- Requirements:
Rewrite the data below with "eye drawn in snow" swapped for "heart drawn in snow" everywhere it appears, keeping everything else the same.

[Outline labeling data]
* begin *

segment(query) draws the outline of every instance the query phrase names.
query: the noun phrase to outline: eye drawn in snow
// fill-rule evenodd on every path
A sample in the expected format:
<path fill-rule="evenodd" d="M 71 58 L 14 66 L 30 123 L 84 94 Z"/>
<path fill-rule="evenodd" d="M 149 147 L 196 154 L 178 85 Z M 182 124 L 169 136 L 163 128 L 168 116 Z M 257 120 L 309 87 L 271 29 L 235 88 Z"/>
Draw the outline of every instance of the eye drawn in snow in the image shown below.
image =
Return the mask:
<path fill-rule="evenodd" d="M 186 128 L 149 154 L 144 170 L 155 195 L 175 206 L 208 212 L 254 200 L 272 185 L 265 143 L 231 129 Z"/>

* end *

- The reply:
segment(query) draws the outline of every instance the query phrase names.
query: the noun phrase to outline: heart drawn in snow
// fill-rule evenodd on every path
A sample in the expected format:
<path fill-rule="evenodd" d="M 71 58 L 14 66 L 30 123 L 84 94 Z"/>
<path fill-rule="evenodd" d="M 149 147 L 196 154 L 178 85 Z M 182 124 L 169 136 L 163 128 L 168 116 Z M 257 120 L 309 87 L 271 29 L 235 88 Z"/>
Draw the outline of every instance of the heart drawn in snow in the image shown below.
image =
Return the mask:
<path fill-rule="evenodd" d="M 186 128 L 149 154 L 144 170 L 155 195 L 175 206 L 208 212 L 254 200 L 272 185 L 265 143 L 231 129 Z"/>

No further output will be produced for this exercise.